— begin Records for this exercise —

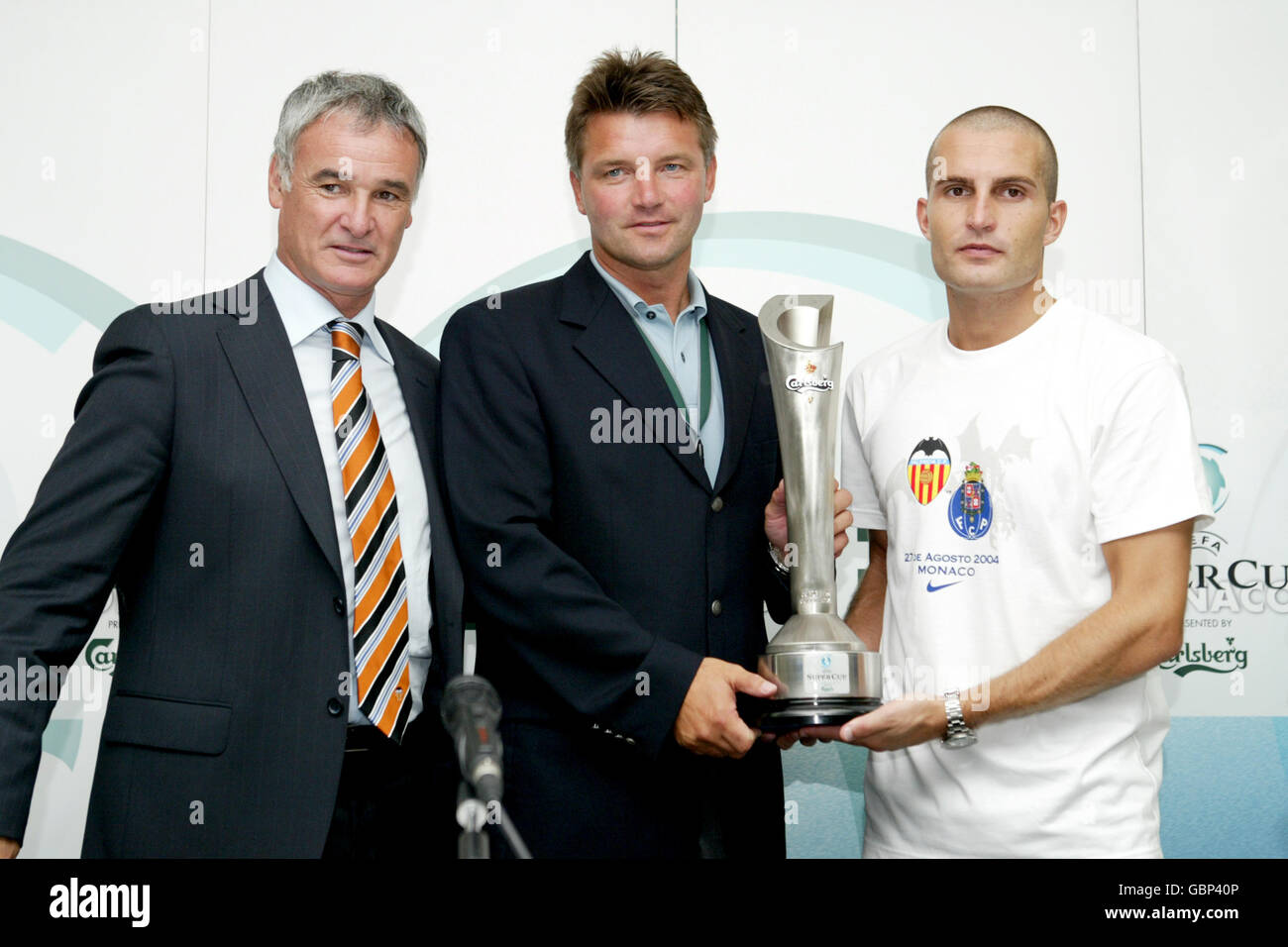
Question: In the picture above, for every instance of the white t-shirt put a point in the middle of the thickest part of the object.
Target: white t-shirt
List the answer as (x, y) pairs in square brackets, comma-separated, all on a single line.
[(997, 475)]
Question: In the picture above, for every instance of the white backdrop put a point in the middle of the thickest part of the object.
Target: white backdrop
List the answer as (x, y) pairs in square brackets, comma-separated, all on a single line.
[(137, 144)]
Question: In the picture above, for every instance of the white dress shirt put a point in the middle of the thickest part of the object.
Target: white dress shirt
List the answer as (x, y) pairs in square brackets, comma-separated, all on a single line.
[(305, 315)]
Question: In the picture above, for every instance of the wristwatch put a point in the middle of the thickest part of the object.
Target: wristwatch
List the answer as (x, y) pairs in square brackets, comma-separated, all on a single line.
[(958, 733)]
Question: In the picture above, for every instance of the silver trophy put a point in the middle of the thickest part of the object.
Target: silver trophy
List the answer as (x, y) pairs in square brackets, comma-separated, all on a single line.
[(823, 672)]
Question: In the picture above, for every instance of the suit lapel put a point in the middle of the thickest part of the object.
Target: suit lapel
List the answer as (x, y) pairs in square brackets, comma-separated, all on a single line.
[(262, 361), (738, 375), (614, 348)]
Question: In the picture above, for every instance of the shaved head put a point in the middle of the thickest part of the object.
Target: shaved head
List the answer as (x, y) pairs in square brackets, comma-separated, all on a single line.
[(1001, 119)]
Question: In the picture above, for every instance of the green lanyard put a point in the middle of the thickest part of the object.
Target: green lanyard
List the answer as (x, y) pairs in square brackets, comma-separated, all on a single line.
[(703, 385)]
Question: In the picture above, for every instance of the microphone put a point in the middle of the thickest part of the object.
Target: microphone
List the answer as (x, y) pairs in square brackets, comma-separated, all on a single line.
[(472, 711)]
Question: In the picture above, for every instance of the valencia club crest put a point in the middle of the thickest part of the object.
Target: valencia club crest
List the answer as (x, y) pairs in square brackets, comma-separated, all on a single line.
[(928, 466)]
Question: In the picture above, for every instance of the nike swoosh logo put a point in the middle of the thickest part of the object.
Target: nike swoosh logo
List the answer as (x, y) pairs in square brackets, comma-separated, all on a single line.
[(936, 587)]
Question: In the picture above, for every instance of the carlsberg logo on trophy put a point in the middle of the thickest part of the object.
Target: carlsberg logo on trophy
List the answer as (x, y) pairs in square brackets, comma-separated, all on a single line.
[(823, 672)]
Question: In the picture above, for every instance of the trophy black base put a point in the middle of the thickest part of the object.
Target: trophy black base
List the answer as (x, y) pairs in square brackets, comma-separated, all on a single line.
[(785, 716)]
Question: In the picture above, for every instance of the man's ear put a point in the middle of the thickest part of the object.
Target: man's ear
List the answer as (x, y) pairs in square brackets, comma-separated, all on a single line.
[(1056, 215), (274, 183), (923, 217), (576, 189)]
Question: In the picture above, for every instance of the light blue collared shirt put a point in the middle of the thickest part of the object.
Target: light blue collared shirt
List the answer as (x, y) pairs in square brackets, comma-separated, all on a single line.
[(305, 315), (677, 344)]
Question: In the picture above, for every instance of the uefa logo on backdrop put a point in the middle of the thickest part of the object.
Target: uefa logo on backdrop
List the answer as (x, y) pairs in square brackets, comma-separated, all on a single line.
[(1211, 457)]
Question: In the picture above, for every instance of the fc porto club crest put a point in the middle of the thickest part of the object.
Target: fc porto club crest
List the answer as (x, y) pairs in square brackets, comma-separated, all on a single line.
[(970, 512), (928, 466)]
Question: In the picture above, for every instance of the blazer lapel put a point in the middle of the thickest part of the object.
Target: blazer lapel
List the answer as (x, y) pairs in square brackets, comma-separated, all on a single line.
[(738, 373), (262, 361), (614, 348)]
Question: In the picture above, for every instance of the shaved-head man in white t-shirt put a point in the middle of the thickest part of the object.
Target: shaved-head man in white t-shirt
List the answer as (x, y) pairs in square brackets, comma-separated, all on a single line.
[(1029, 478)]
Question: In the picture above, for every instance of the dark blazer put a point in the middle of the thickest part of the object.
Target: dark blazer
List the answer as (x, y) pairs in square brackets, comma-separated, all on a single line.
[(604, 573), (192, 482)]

— end Records for this exercise —
— begin Records for this exercise —

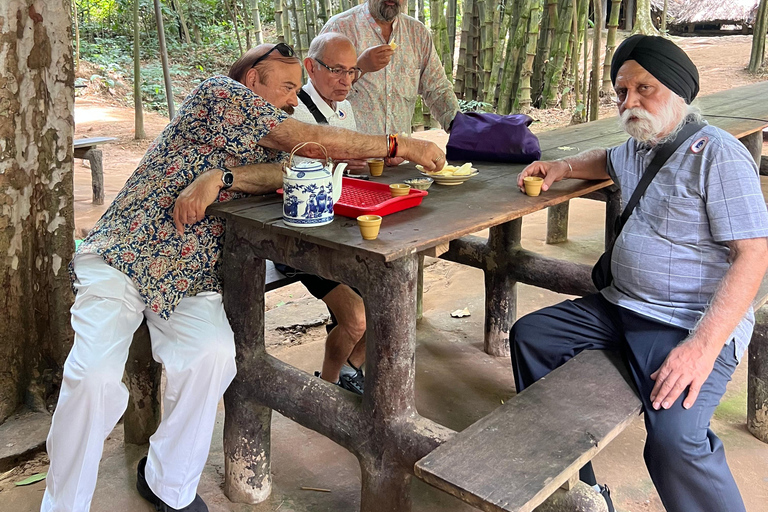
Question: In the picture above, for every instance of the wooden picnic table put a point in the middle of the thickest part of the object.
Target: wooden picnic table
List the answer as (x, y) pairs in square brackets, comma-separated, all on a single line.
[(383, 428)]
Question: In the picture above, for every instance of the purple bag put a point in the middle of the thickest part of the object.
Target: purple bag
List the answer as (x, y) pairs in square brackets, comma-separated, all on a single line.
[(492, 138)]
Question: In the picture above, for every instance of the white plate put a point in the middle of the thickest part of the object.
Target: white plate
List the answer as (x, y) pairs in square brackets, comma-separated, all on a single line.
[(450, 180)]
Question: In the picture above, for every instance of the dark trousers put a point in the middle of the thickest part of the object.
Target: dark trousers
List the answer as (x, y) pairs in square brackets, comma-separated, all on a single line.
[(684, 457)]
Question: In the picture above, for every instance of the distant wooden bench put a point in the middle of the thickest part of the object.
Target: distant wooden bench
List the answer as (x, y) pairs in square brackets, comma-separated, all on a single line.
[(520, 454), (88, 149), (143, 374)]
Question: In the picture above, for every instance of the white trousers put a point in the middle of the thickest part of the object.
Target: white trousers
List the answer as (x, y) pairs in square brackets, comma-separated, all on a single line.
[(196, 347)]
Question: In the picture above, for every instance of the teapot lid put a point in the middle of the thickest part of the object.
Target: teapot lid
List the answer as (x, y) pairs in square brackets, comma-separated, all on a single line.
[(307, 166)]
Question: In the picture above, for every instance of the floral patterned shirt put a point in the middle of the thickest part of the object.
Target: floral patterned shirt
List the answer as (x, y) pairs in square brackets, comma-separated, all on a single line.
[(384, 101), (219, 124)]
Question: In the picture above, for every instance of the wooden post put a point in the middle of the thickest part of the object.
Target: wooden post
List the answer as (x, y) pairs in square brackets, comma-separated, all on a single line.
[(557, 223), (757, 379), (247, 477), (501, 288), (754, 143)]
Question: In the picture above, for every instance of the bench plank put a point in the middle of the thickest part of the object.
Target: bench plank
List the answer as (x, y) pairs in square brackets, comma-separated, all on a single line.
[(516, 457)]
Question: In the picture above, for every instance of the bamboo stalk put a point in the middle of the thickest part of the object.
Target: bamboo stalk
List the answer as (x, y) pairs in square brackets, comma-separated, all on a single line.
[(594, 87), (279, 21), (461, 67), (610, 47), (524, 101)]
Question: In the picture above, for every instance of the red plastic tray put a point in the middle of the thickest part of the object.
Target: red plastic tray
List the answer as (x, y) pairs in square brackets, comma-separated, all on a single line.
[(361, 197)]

— end Records for this exercise —

## Required task
Copy word for word the lines starting at the one containing "the white t-shirt" and ending at the one containing "[(1001, 119)]", with both of those lines included.

## Answer to this problem
Question: In the picture above, for every instance of the white t-shirt put a point in the middle of the thickest part of the object.
Target: white t-shirt
List the answer as (x, y) pairs in square brackets, comma-separated, all on a single line.
[(997, 475)]
Question: In the picture above, for every instance of the white backdrop put a point in the middle of the thickest part of the object.
Target: white backdrop
List the answer as (x, y) pairs in square brackets, comma-separated, all on a single line.
[(137, 144)]
Question: In the picture above, for every instance of the white dress shirt put a point in the middle of the thickest part of the object.
Target: white dress shirt
List the answer as (x, y) pairs in square brackets, comma-separated, all on a single line.
[(305, 315)]
Question: In the picture above, for every instance of the wristwatch put a point in the middle of the thickest part of the object.
Target: wristwatch
List the answer as (x, y) pairs in square brackets, comma-separated, all on a single line.
[(958, 733)]
Question: In the picture above, for every instance of the silver trophy put a point in the middle of the thickest part of the object.
Target: silver trophy
List the answer as (x, y) pairs in square brackets, comma-separated, all on a single line.
[(823, 672)]
Question: In the picture above, for every instance of the suit lapel put a point in the middle of the thickest part of the object.
Target: suit lapel
List the answer as (x, y) pairs in square brackets, comma-separated, all on a single line.
[(262, 361), (738, 375), (614, 348)]
Question: In the picture above, for every instance of the shaved head put a point in the middle of the thickest part of the object.
Target: shaved head
List the answer as (x, y) pairs in square brackets, comma-separated, all on a single line.
[(1001, 119)]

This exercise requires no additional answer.